Problem =>
Count how many of the lines below contain the string "heeled", and give only that number.

Data excerpts =>
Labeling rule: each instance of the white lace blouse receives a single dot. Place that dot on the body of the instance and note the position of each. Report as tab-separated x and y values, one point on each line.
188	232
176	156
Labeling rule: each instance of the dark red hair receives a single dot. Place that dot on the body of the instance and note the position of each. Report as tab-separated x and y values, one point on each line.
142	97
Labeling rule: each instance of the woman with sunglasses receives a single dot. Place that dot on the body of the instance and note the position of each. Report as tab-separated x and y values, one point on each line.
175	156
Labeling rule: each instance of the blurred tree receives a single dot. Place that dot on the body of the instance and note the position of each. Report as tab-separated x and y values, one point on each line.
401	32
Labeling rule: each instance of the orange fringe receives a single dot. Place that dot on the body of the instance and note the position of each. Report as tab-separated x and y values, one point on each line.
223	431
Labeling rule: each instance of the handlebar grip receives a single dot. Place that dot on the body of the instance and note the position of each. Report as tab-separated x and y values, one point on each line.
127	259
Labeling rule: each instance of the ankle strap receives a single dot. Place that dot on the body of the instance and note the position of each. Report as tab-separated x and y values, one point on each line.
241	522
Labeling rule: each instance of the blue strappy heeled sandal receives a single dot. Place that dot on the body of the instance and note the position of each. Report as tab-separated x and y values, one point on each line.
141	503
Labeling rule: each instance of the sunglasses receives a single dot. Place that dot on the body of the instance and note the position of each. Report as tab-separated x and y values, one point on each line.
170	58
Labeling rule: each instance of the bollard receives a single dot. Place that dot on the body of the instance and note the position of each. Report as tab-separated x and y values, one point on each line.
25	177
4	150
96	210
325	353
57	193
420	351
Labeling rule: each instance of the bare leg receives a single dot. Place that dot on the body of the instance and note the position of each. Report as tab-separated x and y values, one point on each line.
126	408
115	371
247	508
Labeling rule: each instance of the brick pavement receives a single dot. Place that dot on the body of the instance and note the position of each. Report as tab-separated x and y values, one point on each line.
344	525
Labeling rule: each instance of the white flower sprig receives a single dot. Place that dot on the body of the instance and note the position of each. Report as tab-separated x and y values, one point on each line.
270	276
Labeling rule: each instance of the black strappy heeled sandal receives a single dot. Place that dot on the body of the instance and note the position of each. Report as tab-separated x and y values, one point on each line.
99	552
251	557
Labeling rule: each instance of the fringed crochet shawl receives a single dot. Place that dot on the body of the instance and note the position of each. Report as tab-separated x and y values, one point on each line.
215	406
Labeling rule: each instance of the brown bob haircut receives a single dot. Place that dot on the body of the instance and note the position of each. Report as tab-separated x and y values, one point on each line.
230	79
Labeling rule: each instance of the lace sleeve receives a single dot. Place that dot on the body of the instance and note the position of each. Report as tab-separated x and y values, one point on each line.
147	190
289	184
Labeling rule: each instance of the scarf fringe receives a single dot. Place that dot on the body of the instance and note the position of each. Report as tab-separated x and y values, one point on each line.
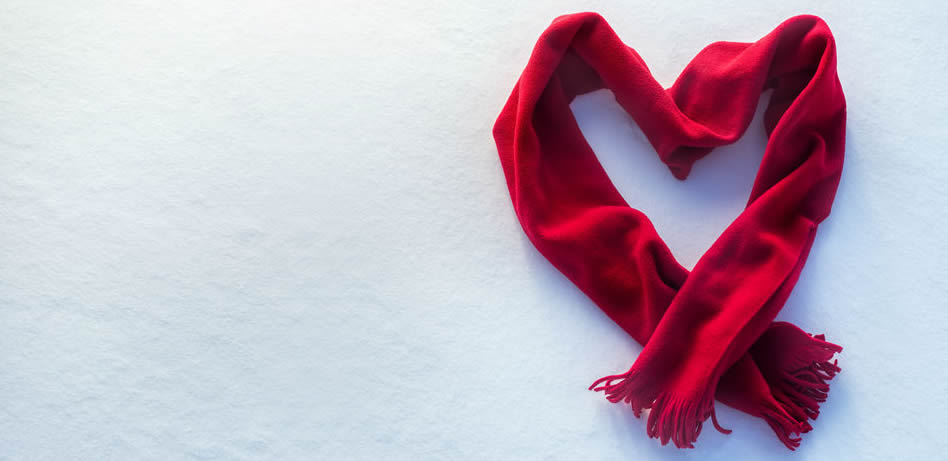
671	417
801	389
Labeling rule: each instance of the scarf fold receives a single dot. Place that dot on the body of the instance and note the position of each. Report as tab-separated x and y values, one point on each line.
710	333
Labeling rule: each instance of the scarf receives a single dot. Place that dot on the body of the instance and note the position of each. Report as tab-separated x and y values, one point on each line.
710	333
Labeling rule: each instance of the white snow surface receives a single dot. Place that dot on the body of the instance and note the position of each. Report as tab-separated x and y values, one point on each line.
280	230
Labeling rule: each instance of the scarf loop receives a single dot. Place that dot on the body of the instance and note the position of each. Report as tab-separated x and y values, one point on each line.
708	334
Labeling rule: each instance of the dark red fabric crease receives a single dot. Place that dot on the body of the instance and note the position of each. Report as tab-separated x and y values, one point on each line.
709	333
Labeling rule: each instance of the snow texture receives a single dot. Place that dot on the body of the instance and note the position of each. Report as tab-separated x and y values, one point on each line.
280	230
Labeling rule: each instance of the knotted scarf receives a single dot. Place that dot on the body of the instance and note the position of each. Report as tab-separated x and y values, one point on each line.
710	333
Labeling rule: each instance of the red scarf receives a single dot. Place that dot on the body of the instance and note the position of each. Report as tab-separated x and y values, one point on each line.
708	333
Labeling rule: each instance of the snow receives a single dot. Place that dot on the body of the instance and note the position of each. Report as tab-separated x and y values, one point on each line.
279	230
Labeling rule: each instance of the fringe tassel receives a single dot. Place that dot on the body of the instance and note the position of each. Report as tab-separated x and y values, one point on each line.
671	417
799	383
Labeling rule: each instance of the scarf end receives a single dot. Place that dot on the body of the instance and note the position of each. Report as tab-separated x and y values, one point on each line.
671	417
801	384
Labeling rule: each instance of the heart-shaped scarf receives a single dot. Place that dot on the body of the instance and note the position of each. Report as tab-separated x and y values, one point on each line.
709	333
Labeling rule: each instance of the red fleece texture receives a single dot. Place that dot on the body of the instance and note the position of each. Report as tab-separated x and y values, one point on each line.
709	333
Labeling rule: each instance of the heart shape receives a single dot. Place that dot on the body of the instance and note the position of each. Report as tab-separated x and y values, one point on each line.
708	333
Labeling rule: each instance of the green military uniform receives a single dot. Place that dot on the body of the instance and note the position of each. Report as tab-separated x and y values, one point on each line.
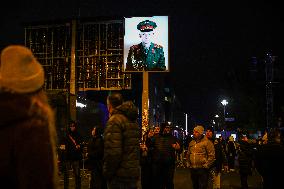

Answer in full =>
2